I got some inscrutable build errors that had like the thumbs-ups on an unresolved GitHub issue. So I tried running it from a VPS I already had, and it worked fine!
I would absolutely not use it again though. Vite is great, and if I need SSR at any point I’ll just hope that the tanstack SSR solution is 1.0 by then lol
Web browser developer tools are incredible, but what do you do when more of your work is shifting to the server? These tools are no longer available or only provide minimal insights. Bye-bye network tab and source tab! That's a challenge for developers adopting React Server Components (RSCs).
Not quite sure what the big challenge is here. If the work is shifting to the server, you debug on the server! Read the logs. Attach a debugger. Instrument the code if you must! All that usual stuff. This is how web-development has been since the days of CGI. What am I missing?
> Read the logs.
I've noted a tendency to not log stuff in some js-first devs i know ... they all say 'i'll reproduce it locally'...
Ok genuine question, since I feel like I’m using logs wrong:
How much stuff do you log in the server? I’ve only ever seen devs log basic high-level stuff. But to actually debug something, you need way more information.
I’ve tried sticking debug-level logs that log all sorts of business logic. Pretty much recreating what you would do with console.log when trying to isolate an issue locally.
But then you have your code permanently littered with debug log lines! It makes things… ugly!!

▶ [Required work]: Extend the discussion thread about debugging server-side code and logging by writing what comes after its final line. The listing that comes next has nothing to do with this exercise.

▶ [Extracted information]:
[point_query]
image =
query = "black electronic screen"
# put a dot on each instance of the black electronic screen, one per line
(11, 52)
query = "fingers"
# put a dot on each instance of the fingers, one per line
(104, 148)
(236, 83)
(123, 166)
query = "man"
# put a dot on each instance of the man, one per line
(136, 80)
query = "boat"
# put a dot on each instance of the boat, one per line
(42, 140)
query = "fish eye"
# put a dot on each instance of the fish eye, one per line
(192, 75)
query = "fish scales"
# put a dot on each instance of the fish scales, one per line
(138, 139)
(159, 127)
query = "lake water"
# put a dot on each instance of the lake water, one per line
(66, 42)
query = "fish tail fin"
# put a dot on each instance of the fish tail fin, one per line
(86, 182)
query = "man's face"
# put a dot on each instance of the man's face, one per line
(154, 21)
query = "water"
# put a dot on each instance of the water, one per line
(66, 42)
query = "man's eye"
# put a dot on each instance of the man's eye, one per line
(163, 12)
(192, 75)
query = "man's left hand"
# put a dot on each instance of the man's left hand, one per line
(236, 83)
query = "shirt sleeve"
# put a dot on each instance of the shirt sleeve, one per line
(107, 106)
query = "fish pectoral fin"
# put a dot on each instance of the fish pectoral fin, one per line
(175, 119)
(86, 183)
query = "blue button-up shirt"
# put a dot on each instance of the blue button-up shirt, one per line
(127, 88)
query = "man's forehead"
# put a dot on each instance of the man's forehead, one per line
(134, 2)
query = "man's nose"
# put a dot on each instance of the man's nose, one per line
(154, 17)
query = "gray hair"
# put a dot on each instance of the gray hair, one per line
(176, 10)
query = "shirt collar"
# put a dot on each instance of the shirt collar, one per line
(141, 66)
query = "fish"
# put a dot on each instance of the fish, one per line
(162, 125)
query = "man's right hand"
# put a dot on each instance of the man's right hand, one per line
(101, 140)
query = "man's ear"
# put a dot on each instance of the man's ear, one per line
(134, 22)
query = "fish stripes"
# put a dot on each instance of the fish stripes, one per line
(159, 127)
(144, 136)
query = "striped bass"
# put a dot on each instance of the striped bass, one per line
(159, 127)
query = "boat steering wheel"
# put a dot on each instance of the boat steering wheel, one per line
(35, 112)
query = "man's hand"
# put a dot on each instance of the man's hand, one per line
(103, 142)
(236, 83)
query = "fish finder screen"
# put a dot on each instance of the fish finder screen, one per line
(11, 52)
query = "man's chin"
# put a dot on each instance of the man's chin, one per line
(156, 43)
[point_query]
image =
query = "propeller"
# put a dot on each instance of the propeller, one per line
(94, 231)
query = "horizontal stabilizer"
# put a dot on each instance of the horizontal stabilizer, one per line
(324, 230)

▶ [Response]:
If you NEED detailed logging, do you just deal with the uglified code? Or is there a better solution? Decorators that logs parameters and such automatically??
how else would one reproduce a bug? in production?
or is it best practice to patch with logs only without reproduction
> how else would one reproduce a bug? in production?
I don't think they meant "either" "or". I think they meant that you should not solely rely on reproducing issues locally. If you have good logging, many times, the logs would make it apparent where the issue is. When that fails, then you resort to reproducing the issue locally.
But if an app developer never adds any logs, they would be forced to reproducing the issue locally every single time which is counter productive.
So it isn't either logs or reproduce locally. It is add logs and read logs. But also reproduce locally when you really have to.
There are often additional hints to go by, e.g., the executed network requests, the user path taken or "breadcrumbs", i.e., custom events captured.
Of course that requires a certain operational maturity.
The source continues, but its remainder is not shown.